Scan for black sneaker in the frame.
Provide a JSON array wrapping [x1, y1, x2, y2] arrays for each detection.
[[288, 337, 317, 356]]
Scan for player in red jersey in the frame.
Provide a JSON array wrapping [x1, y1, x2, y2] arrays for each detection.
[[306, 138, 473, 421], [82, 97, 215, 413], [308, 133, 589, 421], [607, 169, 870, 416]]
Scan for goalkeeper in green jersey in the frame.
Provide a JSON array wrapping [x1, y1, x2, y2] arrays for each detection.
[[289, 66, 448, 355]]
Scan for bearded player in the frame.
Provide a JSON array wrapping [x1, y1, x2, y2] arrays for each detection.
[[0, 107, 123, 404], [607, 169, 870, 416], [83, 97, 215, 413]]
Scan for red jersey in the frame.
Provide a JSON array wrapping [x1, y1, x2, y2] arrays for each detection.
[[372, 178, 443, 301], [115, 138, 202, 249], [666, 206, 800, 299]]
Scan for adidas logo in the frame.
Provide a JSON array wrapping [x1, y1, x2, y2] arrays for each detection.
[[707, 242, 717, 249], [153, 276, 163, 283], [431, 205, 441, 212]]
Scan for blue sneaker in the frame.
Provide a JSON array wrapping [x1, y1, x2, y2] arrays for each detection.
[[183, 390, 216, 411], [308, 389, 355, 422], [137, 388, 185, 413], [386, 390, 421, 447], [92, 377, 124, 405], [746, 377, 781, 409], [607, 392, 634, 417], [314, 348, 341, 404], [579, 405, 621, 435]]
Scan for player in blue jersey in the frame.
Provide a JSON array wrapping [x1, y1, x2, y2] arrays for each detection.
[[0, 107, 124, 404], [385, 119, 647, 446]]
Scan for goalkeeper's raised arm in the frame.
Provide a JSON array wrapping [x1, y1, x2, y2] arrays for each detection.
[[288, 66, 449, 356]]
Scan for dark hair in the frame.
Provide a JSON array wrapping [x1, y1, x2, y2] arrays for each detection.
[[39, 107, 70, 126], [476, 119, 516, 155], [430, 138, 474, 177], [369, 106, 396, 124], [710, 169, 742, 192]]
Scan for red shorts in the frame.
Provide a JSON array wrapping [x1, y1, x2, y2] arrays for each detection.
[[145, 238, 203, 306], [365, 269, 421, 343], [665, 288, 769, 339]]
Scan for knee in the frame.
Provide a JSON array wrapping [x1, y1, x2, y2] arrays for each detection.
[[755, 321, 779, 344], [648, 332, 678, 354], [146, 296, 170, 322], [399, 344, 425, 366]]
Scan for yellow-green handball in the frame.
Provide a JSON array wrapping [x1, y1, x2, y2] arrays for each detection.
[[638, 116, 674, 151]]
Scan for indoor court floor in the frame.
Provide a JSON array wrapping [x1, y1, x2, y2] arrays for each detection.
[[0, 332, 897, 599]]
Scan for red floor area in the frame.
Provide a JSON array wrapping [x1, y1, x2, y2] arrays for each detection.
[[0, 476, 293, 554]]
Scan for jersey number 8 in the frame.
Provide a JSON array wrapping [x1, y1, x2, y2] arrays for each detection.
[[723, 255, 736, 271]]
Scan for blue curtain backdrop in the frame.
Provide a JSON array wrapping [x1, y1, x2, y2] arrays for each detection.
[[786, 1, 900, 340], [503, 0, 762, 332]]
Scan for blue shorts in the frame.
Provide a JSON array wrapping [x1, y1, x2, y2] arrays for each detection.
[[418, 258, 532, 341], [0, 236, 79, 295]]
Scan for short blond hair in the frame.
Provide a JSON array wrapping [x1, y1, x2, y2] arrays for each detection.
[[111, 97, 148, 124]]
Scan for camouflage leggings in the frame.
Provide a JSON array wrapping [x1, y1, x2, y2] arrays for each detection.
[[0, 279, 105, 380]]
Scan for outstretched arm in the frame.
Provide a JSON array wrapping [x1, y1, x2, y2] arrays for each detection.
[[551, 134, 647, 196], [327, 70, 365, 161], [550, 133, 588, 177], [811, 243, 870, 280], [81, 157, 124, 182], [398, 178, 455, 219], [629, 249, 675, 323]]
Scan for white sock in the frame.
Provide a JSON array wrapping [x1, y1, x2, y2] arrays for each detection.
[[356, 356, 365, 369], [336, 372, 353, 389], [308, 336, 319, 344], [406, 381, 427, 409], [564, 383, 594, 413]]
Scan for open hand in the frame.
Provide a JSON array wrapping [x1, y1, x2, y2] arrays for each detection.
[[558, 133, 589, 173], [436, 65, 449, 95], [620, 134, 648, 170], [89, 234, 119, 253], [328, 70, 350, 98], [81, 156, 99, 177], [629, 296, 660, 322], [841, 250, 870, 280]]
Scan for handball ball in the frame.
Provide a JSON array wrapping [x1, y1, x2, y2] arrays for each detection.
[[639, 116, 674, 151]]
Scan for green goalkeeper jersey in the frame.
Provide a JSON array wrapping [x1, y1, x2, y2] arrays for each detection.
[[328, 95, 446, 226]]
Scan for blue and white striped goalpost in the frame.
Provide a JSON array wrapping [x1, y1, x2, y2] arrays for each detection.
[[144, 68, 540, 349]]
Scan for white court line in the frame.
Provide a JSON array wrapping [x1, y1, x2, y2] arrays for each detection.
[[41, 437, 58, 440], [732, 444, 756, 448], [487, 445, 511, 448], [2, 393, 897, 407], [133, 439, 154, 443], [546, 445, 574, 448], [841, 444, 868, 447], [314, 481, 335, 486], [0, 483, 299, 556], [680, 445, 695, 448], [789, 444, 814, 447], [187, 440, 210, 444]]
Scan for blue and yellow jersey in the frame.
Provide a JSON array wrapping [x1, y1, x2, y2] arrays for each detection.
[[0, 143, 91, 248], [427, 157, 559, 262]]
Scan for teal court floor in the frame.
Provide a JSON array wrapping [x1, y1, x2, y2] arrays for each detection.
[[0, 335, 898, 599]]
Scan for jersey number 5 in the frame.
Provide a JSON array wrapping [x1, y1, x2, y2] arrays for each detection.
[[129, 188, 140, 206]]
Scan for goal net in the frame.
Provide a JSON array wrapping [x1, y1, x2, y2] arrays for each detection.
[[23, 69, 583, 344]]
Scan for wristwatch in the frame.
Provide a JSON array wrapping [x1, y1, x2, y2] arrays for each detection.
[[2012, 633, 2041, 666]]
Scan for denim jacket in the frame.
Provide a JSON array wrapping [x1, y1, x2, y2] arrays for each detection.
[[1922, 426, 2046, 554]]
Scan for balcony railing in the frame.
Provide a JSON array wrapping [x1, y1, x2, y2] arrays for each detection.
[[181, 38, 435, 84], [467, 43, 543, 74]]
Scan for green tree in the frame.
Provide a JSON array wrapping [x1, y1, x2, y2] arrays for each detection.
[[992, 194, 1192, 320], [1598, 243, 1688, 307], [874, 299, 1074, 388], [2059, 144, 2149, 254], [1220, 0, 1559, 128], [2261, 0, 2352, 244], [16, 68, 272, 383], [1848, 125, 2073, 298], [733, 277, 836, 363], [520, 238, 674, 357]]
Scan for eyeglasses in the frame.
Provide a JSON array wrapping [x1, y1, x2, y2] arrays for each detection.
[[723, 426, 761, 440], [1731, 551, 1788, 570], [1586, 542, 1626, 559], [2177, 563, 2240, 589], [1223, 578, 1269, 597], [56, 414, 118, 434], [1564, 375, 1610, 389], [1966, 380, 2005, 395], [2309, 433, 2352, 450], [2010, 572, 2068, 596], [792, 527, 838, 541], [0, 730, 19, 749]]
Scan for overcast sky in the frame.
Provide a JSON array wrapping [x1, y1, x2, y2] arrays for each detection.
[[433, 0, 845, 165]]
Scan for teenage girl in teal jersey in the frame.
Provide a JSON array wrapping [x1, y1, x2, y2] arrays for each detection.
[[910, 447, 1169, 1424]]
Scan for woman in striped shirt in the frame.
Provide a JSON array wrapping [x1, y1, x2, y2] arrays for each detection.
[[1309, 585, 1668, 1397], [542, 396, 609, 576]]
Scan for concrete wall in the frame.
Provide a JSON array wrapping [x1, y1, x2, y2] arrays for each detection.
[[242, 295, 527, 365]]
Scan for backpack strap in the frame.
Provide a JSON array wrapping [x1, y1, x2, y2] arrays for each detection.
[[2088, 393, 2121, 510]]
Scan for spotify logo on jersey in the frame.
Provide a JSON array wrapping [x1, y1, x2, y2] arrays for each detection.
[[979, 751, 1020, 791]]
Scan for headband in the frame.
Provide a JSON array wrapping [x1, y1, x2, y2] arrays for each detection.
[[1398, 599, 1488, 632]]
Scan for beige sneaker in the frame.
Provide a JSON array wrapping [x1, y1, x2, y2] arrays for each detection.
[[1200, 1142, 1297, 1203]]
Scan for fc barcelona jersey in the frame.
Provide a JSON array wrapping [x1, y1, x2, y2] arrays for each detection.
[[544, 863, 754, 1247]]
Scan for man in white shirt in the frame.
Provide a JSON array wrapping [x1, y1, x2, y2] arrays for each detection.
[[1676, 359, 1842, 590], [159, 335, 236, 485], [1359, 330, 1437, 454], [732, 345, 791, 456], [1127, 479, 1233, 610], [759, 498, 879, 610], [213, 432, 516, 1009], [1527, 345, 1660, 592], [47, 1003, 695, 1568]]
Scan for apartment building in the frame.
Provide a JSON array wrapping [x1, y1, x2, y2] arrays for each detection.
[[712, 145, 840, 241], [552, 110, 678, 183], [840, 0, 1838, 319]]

+ + + + +

- _Try it_:
The lines needed run from the first line of the data through the line containing "Scan for red jersey in the frame."; give them again exactly and nothing else.

- _Solution to this problem_:
Scan for black sneaker in the frame.
Provide a JSON array wrapping [x1, y1, x2, y2] arrays for each detection.
[[288, 337, 317, 356]]
Scan for player in red jersey in the frame.
Provide a JSON array wrapping [x1, y1, x2, y2] arrays for each detection.
[[306, 138, 473, 421], [82, 97, 215, 413], [308, 133, 589, 421], [607, 169, 870, 416]]
Scan for goalkeeper in green jersey in the frame.
Provide a JSON array wrapping [x1, y1, x2, y2] arrays for each detection.
[[289, 66, 448, 355]]
Scan for bearded player in the frame.
Provide a JSON array wrapping [x1, y1, x2, y2] arrays for each detection.
[[0, 107, 123, 404], [607, 169, 870, 416], [83, 97, 215, 413]]
Scan for red jersey in the frame.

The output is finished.